[Coordinate annotation entries]
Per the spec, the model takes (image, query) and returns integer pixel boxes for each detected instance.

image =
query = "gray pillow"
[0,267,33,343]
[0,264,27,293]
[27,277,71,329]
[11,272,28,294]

**SHORT PROBLEM:** Could you print the material above line for line, without changing a single character?

**WRITTEN REPLY:**
Per the spec, the model takes (image, query) and returns integer pixel boxes for each detected instance.

image =
query = "gray pillow"
[0,267,33,343]
[0,264,27,293]
[27,277,71,329]
[11,272,28,294]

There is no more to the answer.